* Written exercise a
In the passage on equal protection, which case held that separate but equal was unconstitutional and inherently unequal?

* Text shown
Based on this premise, the Court has traditionally treated all disadvantaged racial classifications as inherently suspect, mandating close judicial scrutiny and requiring the state to prove a compelling purpose. Traditionally, the closest scrutiny has been applied to what the Court has described as discrete (easily identifiable) and insular (isolated) minorities who have a history of being discriminated against and disadvantaged in the majoritarian process. The degree to which this approach would be applied to any racial group, as opposed to a ‘‘discrete and insular’’ racial minority, awaited the modern civil rights era and the onset of Affirmative Action.

How, given this history, could Jim Crow and apartheid flourish in the South for some 100 years after the adoption of the clause? The answer rests in the conclusion of the Court in Plessy v Ferguson (1896), that racial segregation imposed by the force of state law satisfied the mandate of the equal protection clause. Viewed in this sense, Brown v. Board of Education (1954) was of greatest import as an antiapartheid case, holding that separate but equal was unconstitutional and inherently unequal. Even a determination that apartheid was unconstitutional, however, did not rid us of racial discrimination. In postapartheid America, the Court faced two significant issues in this regard.

Life and discrimination are subtle. It is possible, for example, to discriminate even though a statute is neutral on its face. In postapartheid America, this was a major issue of consequence in regard to race-based discrimination. What resolution when there was a racially discriminatory effect, yet the statute itself was neutral? To require affirmative proof that a state ‘‘intended’’ to discriminate in such a circumstance would be an extremely difficult, if not impossible, burden. This is the case in regard to proving anyone’s intent.

* Provided information
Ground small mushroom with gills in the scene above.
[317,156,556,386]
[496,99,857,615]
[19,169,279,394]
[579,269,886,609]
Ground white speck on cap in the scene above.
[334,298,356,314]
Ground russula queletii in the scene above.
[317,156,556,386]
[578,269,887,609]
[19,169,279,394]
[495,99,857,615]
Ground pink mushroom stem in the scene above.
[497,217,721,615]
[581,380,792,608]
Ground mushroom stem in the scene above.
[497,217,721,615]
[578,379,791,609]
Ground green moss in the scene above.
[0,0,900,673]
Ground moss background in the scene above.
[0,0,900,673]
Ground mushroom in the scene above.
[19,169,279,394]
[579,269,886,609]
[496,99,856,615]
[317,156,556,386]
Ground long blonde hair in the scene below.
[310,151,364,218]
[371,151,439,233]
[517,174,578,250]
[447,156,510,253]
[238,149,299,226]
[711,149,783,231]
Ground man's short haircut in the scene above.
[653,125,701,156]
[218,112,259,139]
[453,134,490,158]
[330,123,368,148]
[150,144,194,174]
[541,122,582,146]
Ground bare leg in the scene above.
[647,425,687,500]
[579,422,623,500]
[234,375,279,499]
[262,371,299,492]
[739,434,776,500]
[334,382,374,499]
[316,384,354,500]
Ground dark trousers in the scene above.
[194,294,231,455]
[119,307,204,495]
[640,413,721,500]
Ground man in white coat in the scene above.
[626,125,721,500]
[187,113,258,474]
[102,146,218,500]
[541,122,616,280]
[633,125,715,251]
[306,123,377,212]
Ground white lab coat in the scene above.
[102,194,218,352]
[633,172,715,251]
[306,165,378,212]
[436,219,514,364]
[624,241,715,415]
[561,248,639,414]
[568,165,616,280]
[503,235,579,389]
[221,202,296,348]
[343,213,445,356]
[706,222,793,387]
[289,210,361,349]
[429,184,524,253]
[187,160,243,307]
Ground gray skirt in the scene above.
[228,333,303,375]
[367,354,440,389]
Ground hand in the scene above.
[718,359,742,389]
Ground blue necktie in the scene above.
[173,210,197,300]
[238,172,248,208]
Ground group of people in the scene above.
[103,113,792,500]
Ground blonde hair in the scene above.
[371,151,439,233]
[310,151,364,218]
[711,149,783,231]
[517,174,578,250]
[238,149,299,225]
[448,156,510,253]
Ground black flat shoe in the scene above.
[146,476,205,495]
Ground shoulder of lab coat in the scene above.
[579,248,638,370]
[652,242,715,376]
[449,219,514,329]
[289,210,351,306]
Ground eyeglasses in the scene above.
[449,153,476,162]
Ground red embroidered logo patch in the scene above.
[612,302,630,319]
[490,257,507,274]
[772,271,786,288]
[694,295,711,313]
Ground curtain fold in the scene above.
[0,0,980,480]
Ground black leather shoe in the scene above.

* Written exercise b
Reproduce the rows verbatim, everything from the first row down to the line containing "[495,99,857,615]", with both ends included.

* Answer a
Brown v. Board of Education (1954)

* Answer b
Ground small mushroom with gills in the scene above.
[317,156,556,386]
[496,99,857,615]
[19,169,279,394]
[579,269,886,609]
Ground white speck on cap in the scene above.
[334,298,356,314]
Ground russula queletii in the scene above.
[317,156,556,386]
[578,269,887,609]
[19,169,279,394]
[495,99,857,615]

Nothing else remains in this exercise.